EXERCISE —
Exact copy, pictures excluded: reproduce every record below.

[Natural language region descriptions]
* * * * * * *

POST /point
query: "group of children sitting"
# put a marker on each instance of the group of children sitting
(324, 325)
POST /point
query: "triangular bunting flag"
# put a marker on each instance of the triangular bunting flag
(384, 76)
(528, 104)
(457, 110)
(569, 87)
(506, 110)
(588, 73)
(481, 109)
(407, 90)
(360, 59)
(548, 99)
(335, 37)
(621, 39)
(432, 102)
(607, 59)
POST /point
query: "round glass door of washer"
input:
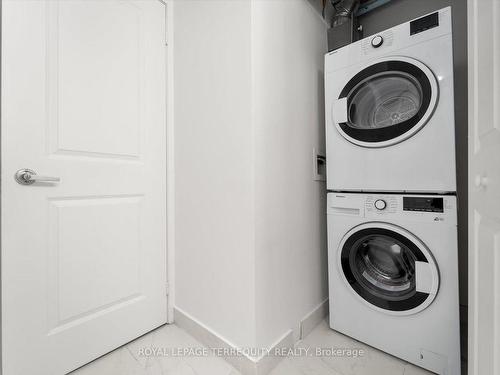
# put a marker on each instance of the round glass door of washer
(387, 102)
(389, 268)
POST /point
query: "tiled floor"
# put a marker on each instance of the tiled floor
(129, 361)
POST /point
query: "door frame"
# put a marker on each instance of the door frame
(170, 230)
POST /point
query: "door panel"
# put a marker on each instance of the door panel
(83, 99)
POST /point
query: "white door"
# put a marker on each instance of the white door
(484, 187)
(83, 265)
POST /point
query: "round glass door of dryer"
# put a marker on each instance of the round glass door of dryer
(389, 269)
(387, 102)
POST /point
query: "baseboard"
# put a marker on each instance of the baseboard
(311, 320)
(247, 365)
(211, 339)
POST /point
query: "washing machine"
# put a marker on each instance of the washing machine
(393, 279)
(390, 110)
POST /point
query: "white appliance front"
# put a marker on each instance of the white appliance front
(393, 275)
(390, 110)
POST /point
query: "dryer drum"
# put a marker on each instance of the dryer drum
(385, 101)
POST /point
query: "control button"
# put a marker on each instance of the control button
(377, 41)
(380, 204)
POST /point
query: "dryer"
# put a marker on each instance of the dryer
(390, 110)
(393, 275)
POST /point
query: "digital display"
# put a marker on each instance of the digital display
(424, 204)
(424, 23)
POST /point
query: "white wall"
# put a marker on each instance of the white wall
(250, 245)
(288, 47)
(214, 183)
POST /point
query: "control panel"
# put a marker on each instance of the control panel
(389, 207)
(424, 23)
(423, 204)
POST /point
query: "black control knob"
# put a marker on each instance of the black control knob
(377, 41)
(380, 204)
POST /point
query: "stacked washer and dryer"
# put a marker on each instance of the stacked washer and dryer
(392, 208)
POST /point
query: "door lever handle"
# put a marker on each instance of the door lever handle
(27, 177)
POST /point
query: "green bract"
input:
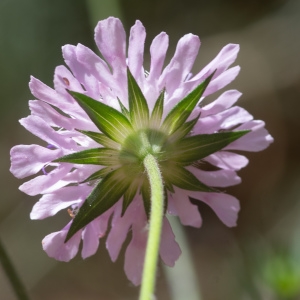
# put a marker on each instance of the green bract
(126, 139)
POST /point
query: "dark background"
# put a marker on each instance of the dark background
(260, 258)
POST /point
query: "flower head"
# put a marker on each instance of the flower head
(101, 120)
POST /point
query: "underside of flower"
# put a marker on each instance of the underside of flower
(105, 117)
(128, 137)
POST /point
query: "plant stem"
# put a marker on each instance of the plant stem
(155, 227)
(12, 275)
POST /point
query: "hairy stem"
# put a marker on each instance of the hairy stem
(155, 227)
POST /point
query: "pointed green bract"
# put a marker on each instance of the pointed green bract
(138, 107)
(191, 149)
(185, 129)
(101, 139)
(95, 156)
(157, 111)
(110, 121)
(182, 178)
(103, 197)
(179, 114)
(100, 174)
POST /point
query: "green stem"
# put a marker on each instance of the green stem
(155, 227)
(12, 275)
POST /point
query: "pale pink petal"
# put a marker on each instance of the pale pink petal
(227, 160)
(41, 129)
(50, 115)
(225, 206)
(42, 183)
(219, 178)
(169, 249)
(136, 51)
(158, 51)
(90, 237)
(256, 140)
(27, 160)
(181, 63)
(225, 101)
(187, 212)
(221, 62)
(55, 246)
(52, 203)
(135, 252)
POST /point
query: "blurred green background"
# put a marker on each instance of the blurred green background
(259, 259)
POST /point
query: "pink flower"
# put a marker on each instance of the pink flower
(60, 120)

* * * * * * *

RESULT FOR THIS EXERCISE —
POST /point
query: "group of children sitting"
# put a marker on each instance of the group of children sitting
(324, 325)
POST /point
query: "triangular bunting flag"
# put a marker on each instance of the triangular bunting flag
(384, 76)
(528, 104)
(457, 110)
(569, 87)
(506, 110)
(588, 73)
(481, 109)
(407, 90)
(360, 59)
(548, 99)
(335, 37)
(621, 39)
(432, 102)
(607, 59)
POST /point
query: "round glass door of washer"
input:
# put a marker on each instance of the round glass door of washer
(387, 102)
(389, 268)
POST /point
query: "tiled floor"
# put a marker on each instance of the tiled floor
(129, 361)
POST /point
query: "door frame"
# put a marker on each instance of the door frame
(170, 230)
POST /point
query: "door panel"
# put a marker on each instance of the door panel
(83, 99)
POST /point
query: "white door"
# put a marker on each instance of the white door
(484, 187)
(83, 265)
POST /point
query: "round glass door of dryer"
# put a marker on each instance of the round glass door of dryer
(389, 269)
(387, 102)
POST /point
query: "baseboard"
# put a marker on each instance of the baseboard
(311, 320)
(247, 365)
(211, 339)
POST /point
query: "washing machine"
# put a marker on each instance of the washing machine
(393, 279)
(390, 110)
POST /point
query: "white appliance front"
# put a marker on each instance of the white appliance front
(393, 275)
(390, 110)
POST /point
query: "dryer drum"
# put a marker on each instance of the dryer drum
(385, 101)
POST /point
query: "control button"
# put a marker on each instance of the control button
(377, 41)
(380, 204)
POST /point
query: "dryer"
# put a marker on each instance of the dryer
(390, 110)
(393, 275)
POST /point
query: "digital display"
# put a marker on each instance of the digital display
(424, 204)
(424, 23)
POST /point
query: "white wall"
# put a marker on each instance of the white wall
(250, 245)
(288, 47)
(214, 183)
POST /point
query: "control panel"
# put a marker on each instance of the control panel
(389, 207)
(424, 23)
(423, 204)
POST /point
query: "black control knob"
# put a marker on each instance of the black control knob
(377, 41)
(380, 204)
POST /point
query: "stacked washer and dryer"
# put a marker on each instance of the stacked washer and dryer
(392, 208)
POST /point
query: "door lever handle"
# put a marker on each instance of the door lever handle
(27, 177)
POST /point
query: "green bract"
input:
# put a marker on each instance of the green bract
(126, 139)
POST /point
query: "dark background"
# put a marker on each instance of the dark background
(260, 258)
POST /point
query: "flower head"
# put a marker on each instance of the flower head
(101, 120)
POST /point
query: "underside of flower"
# put a marker on each instance of the underside of flower
(105, 117)
(128, 137)
POST /point
query: "plant stem"
# put a marker on each instance of the plant stem
(155, 227)
(12, 275)
POST /point
query: "hairy stem"
# put a marker on each instance of the hairy stem
(155, 227)
POST /point
query: "pointed green bract"
# put a marker on each instance of the pointed green bract
(138, 107)
(191, 149)
(185, 129)
(101, 139)
(95, 156)
(157, 111)
(110, 121)
(182, 178)
(103, 197)
(179, 114)
(100, 174)
POST /point
query: "green stem"
# put a marker on each instance of the green stem
(155, 227)
(12, 275)
POST /point
query: "pale pink petal"
# put a marker on each instance of the pale pink petal
(227, 160)
(41, 129)
(50, 115)
(225, 206)
(42, 183)
(219, 178)
(169, 249)
(136, 51)
(158, 51)
(90, 237)
(256, 140)
(27, 160)
(181, 63)
(225, 101)
(187, 212)
(221, 62)
(55, 246)
(52, 203)
(135, 252)
POST /point
query: "blurred green background"
# put a marker on each instance of the blurred green background
(259, 259)
POST /point
query: "pink flower"
# put a marker on each instance of the pink flower
(60, 120)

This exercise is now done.